- [抜粋文]:

[お知らせ]


2013年5月1日水曜日

なぜ薬剤師にEBMなのか


EBMとは個々の患者の医療判断の決定に、最新で最善の根拠を、良心的かつ明確に、思慮深く利用すること(Sackett DL et al.:BMJ,312:71,1996.)。僕は薬剤師がEBMを実践することについて、いろいろ模索を続けてきました。単にエビデンスを批判的吟味するだけでなく、それをどう用いるか、エビデンスを患者に適用する際には,エビデンス,患者の病状と周囲を取り巻く環境,患者の好みと行動,医療者の臨床経験の4つを考慮すべきである(Haynes RB, BMJ 2002;324:1350)というEBMの4要素を薬剤師の職域の中でどう臨床へ還元していけば良いのかまだまだ答えは出ませんが、少しずつ整理されてきたように思います。

僕らの世代、学部教育でEBMの方法論を学ぶ機会はほとんどありませんでした。薬学部も6年生になり、そのカリキュラムの中で、EBMについてどのような教育がなされているかわかりませんが、疑問や問題点に対してエビデンス吟味してをどう活用するか、という一連の思考過程は非常に重要だといえます。
薬剤師に必要なスキルはEBMだけじゃありませんが、ただ僕が思うのはどんなことにおいても本当に情報の真価を熟慮しなければいけないのであれば結局、原著を当たるしかないということです。情報検索、情報吟味のスキルは薬学、医学に限らず様々な分野で応用が可能です。

- [検討データ]:
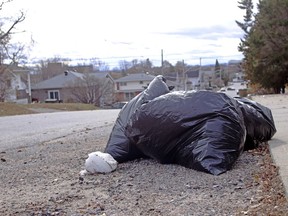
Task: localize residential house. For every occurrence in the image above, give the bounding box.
[0,65,30,103]
[32,71,114,106]
[114,72,178,102]
[115,73,155,101]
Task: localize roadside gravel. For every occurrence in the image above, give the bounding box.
[0,120,288,216]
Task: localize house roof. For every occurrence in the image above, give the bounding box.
[186,70,199,78]
[115,73,155,82]
[31,71,112,90]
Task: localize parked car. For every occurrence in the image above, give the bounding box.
[112,101,128,109]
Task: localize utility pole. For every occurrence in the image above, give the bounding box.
[161,49,163,75]
[199,57,202,89]
[182,59,187,91]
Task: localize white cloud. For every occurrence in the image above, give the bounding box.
[3,0,250,64]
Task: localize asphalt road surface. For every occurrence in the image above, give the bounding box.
[0,109,120,152]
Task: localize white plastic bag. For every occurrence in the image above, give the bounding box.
[81,151,118,175]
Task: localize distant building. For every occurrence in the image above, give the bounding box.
[32,71,114,104]
[114,73,155,101]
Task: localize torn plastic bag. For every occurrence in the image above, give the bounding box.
[235,97,276,150]
[125,91,246,175]
[105,75,170,163]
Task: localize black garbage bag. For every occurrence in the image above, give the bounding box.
[125,91,246,175]
[235,97,277,150]
[105,75,170,163]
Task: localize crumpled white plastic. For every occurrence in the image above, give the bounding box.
[80,151,118,175]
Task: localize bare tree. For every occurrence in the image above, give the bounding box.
[0,0,25,101]
[69,73,113,106]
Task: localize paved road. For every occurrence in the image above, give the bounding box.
[0,109,120,152]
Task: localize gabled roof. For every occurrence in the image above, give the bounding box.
[115,73,155,82]
[32,71,112,89]
[186,70,199,78]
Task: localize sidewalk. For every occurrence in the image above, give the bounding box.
[253,94,288,197]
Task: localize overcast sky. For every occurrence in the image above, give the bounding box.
[2,0,254,67]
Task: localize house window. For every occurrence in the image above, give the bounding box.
[125,92,134,101]
[48,90,60,100]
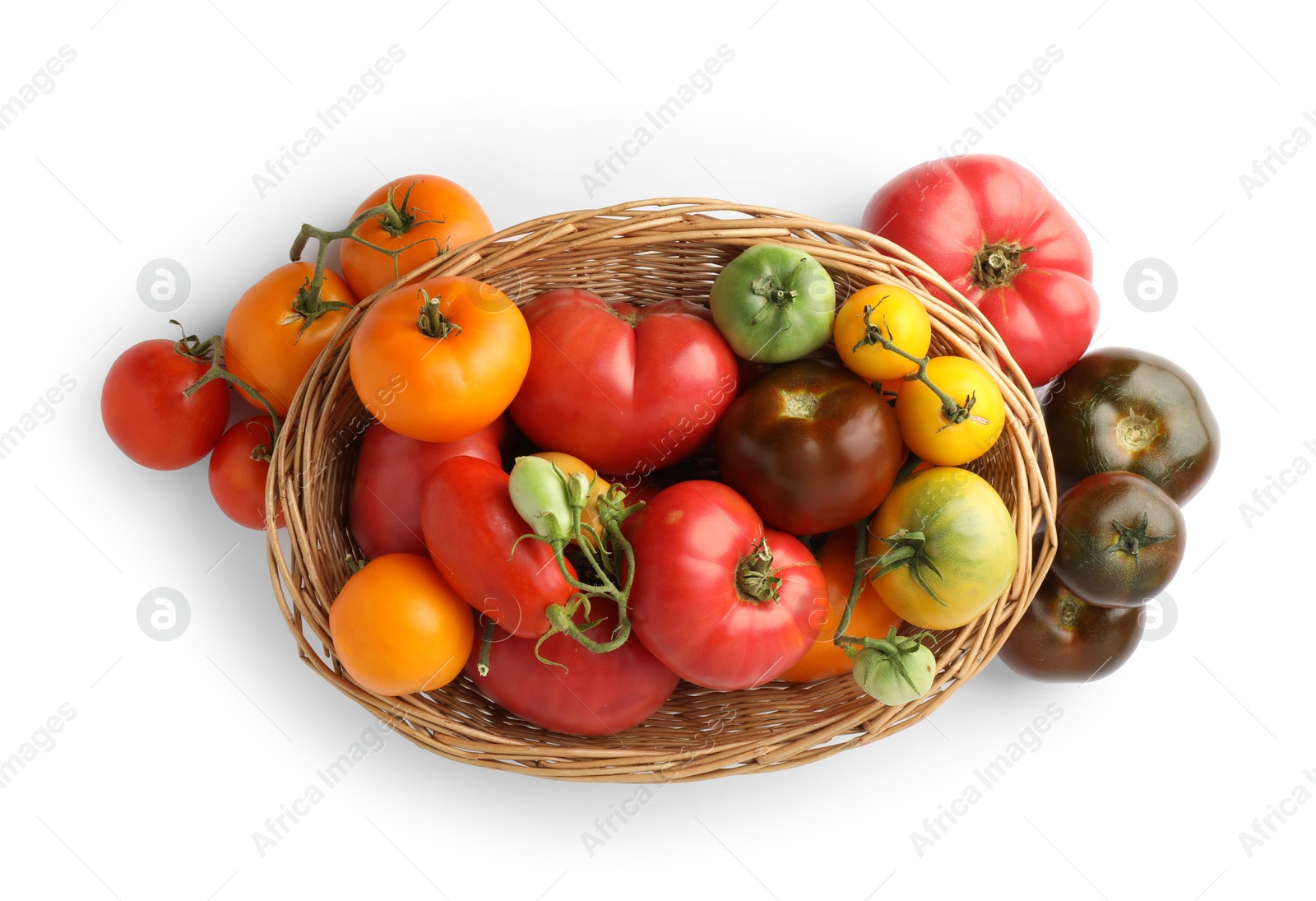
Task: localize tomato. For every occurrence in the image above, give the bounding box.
[630,481,827,690]
[329,553,475,694]
[717,360,901,535]
[347,276,531,441]
[897,357,1005,467]
[1000,570,1143,682]
[347,416,507,560]
[869,467,1018,629]
[708,244,836,364]
[778,528,900,682]
[862,154,1101,384]
[1044,348,1220,504]
[338,175,494,298]
[419,457,575,638]
[1051,471,1189,607]
[511,289,737,485]
[209,416,283,530]
[832,285,932,382]
[466,598,679,735]
[100,338,229,469]
[531,451,612,544]
[224,262,357,416]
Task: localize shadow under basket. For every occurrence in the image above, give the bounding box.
[266,197,1055,783]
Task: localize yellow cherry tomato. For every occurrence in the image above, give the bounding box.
[832,285,932,382]
[897,357,1005,467]
[531,451,612,546]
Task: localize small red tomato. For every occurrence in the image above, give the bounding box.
[209,416,283,530]
[100,338,229,469]
[347,416,507,560]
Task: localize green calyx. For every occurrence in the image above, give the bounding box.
[858,528,946,607]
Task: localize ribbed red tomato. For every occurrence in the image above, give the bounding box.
[509,289,739,485]
[864,154,1101,384]
[630,481,827,690]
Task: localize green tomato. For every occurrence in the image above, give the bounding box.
[709,244,836,364]
[854,629,937,708]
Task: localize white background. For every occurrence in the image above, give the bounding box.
[0,0,1316,901]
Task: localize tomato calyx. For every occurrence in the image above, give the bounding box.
[279,278,351,340]
[857,528,948,607]
[853,300,991,432]
[416,289,462,341]
[972,241,1037,291]
[379,182,446,237]
[735,537,781,603]
[1105,513,1175,569]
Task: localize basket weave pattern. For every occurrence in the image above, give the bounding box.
[266,197,1055,783]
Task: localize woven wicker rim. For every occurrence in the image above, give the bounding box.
[266,197,1055,783]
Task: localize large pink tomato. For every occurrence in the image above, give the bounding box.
[864,154,1101,384]
[509,289,739,485]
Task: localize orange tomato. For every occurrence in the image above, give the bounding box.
[531,451,612,544]
[340,175,494,298]
[347,276,531,441]
[224,262,357,416]
[778,527,900,682]
[329,553,475,694]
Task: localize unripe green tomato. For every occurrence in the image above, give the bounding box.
[854,644,937,708]
[708,244,836,364]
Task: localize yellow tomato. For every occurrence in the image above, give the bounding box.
[832,285,932,382]
[897,357,1005,467]
[329,553,475,694]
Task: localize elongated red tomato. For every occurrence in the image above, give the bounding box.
[419,457,575,638]
[347,416,507,560]
[630,481,827,690]
[864,154,1101,384]
[466,598,679,735]
[508,289,739,485]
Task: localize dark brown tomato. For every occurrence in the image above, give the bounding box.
[1045,348,1220,504]
[1051,473,1189,607]
[717,360,903,535]
[1000,570,1142,682]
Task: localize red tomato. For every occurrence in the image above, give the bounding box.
[347,416,507,560]
[509,289,739,485]
[862,154,1101,384]
[630,481,827,690]
[419,457,575,638]
[466,598,679,735]
[100,338,229,469]
[209,416,283,530]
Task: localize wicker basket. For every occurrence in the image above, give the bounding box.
[266,197,1055,783]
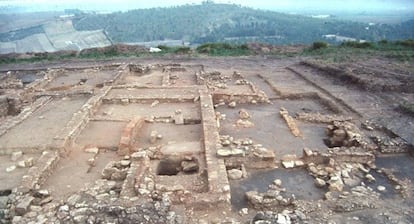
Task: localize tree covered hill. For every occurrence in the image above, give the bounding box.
[73,2,414,44]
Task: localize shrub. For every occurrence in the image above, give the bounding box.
[196,43,251,56]
[341,41,374,48]
[396,39,414,47]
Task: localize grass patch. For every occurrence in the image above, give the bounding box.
[196,43,252,56]
[311,41,328,50]
[301,39,414,62]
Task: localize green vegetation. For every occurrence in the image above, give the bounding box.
[341,41,374,48]
[0,39,414,65]
[158,45,192,55]
[196,43,252,56]
[312,41,328,50]
[73,2,414,44]
[301,40,414,62]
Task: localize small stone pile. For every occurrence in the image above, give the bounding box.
[325,121,367,148]
[246,179,295,211]
[236,109,254,128]
[102,156,131,181]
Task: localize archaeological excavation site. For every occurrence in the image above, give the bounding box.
[0,56,414,224]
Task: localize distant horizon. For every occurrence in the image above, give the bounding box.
[0,0,414,13]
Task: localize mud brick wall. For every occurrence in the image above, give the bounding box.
[118,117,145,156]
[213,93,267,104]
[0,97,52,155]
[200,89,231,203]
[225,156,276,169]
[34,90,93,99]
[103,85,198,104]
[17,151,60,194]
[0,96,9,117]
[302,148,375,164]
[54,86,111,150]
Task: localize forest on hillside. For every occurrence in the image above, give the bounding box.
[70,2,414,44]
[0,1,414,44]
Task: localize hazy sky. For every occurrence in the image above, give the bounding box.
[0,0,414,12]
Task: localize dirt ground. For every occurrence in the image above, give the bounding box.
[0,56,414,223]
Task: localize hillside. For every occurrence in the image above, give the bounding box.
[73,3,414,44]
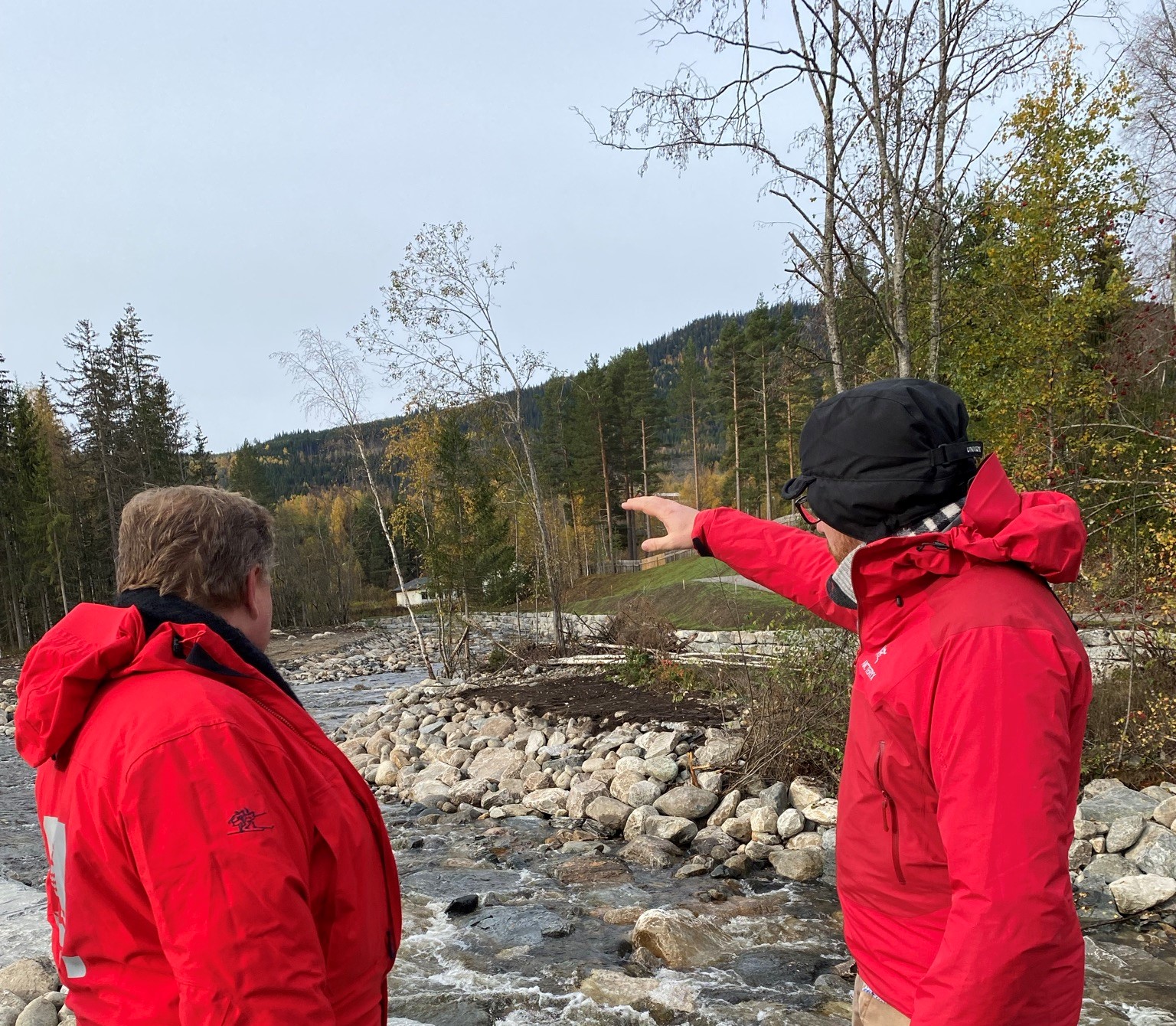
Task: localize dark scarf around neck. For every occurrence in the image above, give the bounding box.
[114,588,302,704]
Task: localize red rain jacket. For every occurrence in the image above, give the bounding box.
[695,456,1091,1026]
[17,603,400,1026]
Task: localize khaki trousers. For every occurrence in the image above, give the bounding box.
[854,976,910,1026]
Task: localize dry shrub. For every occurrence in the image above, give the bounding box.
[1082,636,1176,787]
[741,629,858,781]
[605,596,683,652]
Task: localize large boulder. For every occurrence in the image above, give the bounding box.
[467,748,527,783]
[802,798,838,826]
[522,787,568,815]
[788,776,829,809]
[1123,822,1176,877]
[568,778,608,819]
[1106,812,1143,854]
[768,847,825,881]
[641,815,698,847]
[551,855,632,884]
[623,780,665,809]
[632,908,730,969]
[1079,780,1159,822]
[625,805,658,841]
[478,717,515,741]
[617,835,685,870]
[1108,873,1176,916]
[0,958,61,1005]
[694,734,743,766]
[586,794,632,833]
[776,809,805,840]
[654,783,718,819]
[707,789,743,826]
[1152,796,1176,829]
[636,730,682,760]
[1082,855,1139,887]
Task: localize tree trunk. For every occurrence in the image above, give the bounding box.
[596,413,616,573]
[351,425,436,680]
[760,357,772,520]
[691,390,702,509]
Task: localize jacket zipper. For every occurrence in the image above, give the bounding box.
[874,741,906,884]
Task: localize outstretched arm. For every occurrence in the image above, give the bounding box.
[622,495,858,631]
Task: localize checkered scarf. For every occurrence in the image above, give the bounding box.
[825,500,963,609]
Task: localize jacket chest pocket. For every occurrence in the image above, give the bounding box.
[874,739,906,884]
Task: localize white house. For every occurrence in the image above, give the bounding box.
[397,578,434,606]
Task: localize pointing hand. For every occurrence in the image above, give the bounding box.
[621,495,698,552]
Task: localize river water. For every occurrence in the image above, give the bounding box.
[0,673,1176,1026]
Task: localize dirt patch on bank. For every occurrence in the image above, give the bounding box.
[462,673,726,727]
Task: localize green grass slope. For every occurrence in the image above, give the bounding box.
[564,557,818,631]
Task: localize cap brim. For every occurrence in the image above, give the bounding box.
[779,474,816,502]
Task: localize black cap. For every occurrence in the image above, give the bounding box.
[782,377,983,541]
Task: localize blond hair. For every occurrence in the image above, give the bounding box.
[118,485,274,609]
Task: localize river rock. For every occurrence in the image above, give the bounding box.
[748,805,779,837]
[707,789,743,826]
[645,756,681,786]
[1073,812,1110,841]
[718,816,752,845]
[15,998,57,1026]
[551,855,632,884]
[776,809,805,840]
[468,748,527,783]
[1080,780,1159,822]
[568,779,608,819]
[522,787,568,815]
[1070,840,1095,872]
[580,969,695,1021]
[1106,812,1143,854]
[625,805,658,841]
[478,717,515,741]
[788,776,828,809]
[1152,796,1176,829]
[632,908,730,969]
[617,835,685,870]
[636,730,682,760]
[759,780,790,815]
[373,763,400,787]
[801,798,838,826]
[641,815,698,847]
[691,826,733,858]
[654,783,718,819]
[1082,855,1139,887]
[608,770,645,801]
[625,780,665,809]
[446,779,491,805]
[522,770,555,794]
[1108,873,1176,916]
[410,780,450,809]
[785,831,822,852]
[586,794,632,833]
[1123,822,1176,877]
[0,958,61,1004]
[768,848,825,880]
[416,763,461,787]
[694,734,743,766]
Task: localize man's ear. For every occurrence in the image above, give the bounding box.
[244,564,266,620]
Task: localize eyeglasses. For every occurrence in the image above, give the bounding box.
[792,495,821,527]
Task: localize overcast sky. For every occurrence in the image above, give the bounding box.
[0,0,1133,451]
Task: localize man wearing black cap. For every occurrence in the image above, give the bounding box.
[625,377,1091,1026]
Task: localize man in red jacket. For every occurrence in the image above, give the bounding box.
[15,486,400,1026]
[625,379,1091,1026]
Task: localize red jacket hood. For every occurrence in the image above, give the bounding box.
[15,603,147,766]
[854,456,1086,596]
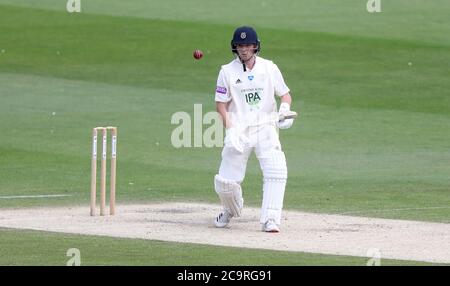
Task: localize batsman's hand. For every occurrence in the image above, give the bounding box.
[277,102,294,129]
[224,126,249,153]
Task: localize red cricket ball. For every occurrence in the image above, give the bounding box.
[193,50,203,60]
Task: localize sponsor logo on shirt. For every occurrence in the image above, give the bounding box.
[216,86,227,94]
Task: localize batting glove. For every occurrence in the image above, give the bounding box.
[277,102,294,129]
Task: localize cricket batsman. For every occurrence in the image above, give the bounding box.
[214,26,295,232]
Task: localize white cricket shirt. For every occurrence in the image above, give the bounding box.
[215,56,289,125]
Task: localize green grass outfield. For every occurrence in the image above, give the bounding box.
[0,0,450,265]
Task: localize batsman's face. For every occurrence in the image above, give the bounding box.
[236,44,256,61]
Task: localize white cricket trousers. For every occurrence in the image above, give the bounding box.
[219,124,287,225]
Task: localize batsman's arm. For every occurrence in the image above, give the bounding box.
[216,101,231,128]
[280,92,292,106]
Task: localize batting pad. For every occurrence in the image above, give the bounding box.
[260,149,287,225]
[214,175,244,217]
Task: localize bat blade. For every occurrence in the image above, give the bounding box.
[279,110,298,121]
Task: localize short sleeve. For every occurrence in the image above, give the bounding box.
[215,69,231,102]
[272,64,290,96]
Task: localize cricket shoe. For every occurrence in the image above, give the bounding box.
[214,210,233,228]
[262,219,280,232]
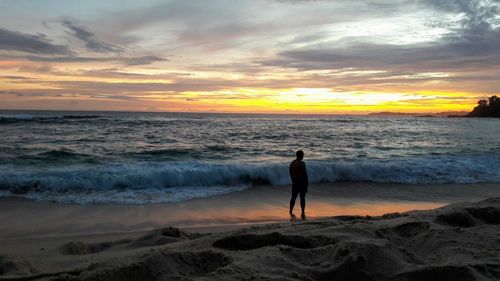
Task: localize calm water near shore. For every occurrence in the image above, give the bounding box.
[0,111,500,204]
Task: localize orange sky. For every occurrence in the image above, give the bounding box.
[0,0,500,114]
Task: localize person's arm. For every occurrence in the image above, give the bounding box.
[304,162,309,186]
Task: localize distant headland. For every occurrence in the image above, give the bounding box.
[465,96,500,117]
[368,95,500,117]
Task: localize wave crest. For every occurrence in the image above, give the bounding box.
[0,154,500,203]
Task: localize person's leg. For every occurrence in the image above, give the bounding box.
[300,192,306,216]
[290,190,299,214]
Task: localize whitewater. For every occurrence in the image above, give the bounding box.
[0,111,500,204]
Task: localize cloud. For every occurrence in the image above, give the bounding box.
[261,0,500,72]
[124,56,168,66]
[19,55,168,66]
[62,20,124,53]
[0,28,72,55]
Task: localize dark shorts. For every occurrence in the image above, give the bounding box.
[292,184,307,194]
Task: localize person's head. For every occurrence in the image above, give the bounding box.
[295,150,304,160]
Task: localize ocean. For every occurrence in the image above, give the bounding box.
[0,111,500,204]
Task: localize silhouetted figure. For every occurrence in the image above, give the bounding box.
[465,96,500,117]
[289,150,309,219]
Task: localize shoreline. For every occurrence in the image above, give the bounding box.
[0,197,500,281]
[0,182,500,239]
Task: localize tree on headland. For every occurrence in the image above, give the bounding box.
[466,96,500,117]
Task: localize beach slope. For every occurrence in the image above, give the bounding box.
[0,198,500,281]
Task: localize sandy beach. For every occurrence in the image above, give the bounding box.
[0,183,500,280]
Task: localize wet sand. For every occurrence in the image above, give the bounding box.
[0,180,500,238]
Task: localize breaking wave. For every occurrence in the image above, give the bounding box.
[0,153,500,204]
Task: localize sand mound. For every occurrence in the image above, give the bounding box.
[393,265,480,281]
[59,239,131,255]
[213,232,337,250]
[0,198,500,281]
[127,226,204,249]
[0,256,36,276]
[63,250,231,281]
[59,227,204,255]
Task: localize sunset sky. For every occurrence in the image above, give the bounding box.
[0,0,500,114]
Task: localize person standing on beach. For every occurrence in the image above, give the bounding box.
[289,150,309,219]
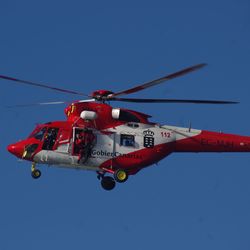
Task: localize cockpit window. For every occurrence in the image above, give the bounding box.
[29,127,47,141]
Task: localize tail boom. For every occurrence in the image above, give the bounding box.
[174,131,250,153]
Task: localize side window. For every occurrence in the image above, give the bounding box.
[120,134,135,147]
[33,127,47,141]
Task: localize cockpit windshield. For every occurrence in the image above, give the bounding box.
[29,126,47,141]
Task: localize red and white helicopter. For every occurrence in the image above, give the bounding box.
[0,64,250,190]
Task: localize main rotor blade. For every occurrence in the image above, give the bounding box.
[109,63,207,99]
[111,97,239,104]
[5,99,95,108]
[0,75,88,96]
[5,101,69,108]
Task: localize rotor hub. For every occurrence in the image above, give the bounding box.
[91,90,114,101]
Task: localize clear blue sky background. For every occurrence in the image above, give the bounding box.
[0,0,250,250]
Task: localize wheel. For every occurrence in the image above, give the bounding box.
[31,169,42,179]
[114,169,128,183]
[101,176,115,191]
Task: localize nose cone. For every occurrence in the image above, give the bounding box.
[7,142,24,158]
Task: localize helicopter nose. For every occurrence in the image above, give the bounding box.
[7,143,24,158]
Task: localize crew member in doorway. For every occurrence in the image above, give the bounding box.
[75,129,96,164]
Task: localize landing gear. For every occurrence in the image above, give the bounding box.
[31,162,42,179]
[97,169,128,191]
[114,169,128,183]
[101,176,116,191]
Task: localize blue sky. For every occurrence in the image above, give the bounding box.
[0,0,250,250]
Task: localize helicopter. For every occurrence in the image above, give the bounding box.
[0,63,250,190]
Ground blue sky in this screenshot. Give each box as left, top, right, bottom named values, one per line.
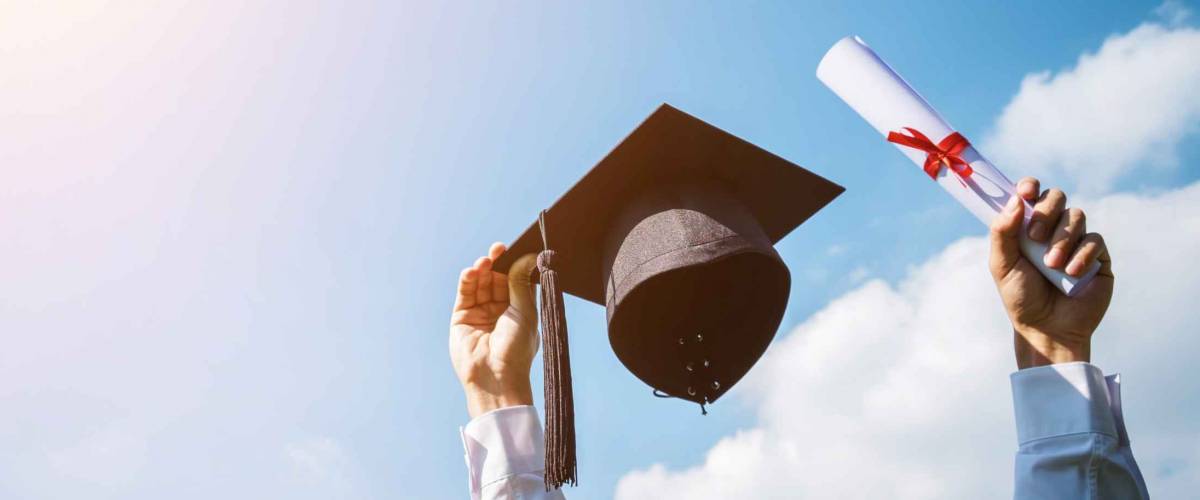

- [作業内容]:
1. EBMについての文章のうち、「なぜ薬剤師にEBMなのか」を含むところから書き始め、「程は非常に重要だといえます。」で書き終えて、その範囲を一字一句違えずに書き写せ。
2. EBMについての文章をもとに、次の問いに答えよ。
(a) この文章に記された日付はいつか。
(b) 筆者の世代は、学部教育でEBMの方法論を学ぶ機会がどの程度あったか。
(c) 情報検索と情報吟味のスキルは、どのような分野で応用できるとされているか。
3. EBMについての文章で、エビデンスを患者に適用する際に考慮すべきとされる要素をすべて挙げよ。

- [解答]:
1.
なぜ薬剤師にEBMなのか


EBMとは個々の患者の医療判断の決定に、最新で最善の根拠を、良心的かつ明確に、思慮深く利用すること(Sackett DL et al.:BMJ,312:71,1996.)。僕は薬剤師がEBMを実践することについて、いろいろ模索を続けてきました。単にエビデンスを批判的吟味するだけでなく、それをどう用いるか、エビデンスを患者に適用する際には,エビデンス,患者の病状と周囲を取り巻く環境,患者の好みと行動,医療者の臨床経験の4つを考慮すべきである(Haynes RB, BMJ 2002;324:1350)というEBMの4要素を薬剤師の職域の中でどう臨床へ還元していけば良いのかまだまだ答えは出ませんが、少しずつ整理されてきたように思います。

僕らの世代、学部教育でEBMの方法論を学ぶ機会はほとんどありませんでした。薬学部も6年生になり、そのカリキュラムの中で、EBMについてどのような教育がなされているかわかりませんが、疑問や問題点に対してエビデンス吟味してをどう活用するか、という一連の思考過程は非常に重要だといえます。

2.
(a) 日付は2013年5月1日水曜日である。
(b) 学ぶ機会はほとんどなかった。
(c) 薬学や医学に限らず、様々な分野で応用できるとされている。

3.
考慮すべき要素は次の四つである。
エビデンス
患者の病状と周囲を取り巻く環境
患者の好みと行動
医療者の臨床経験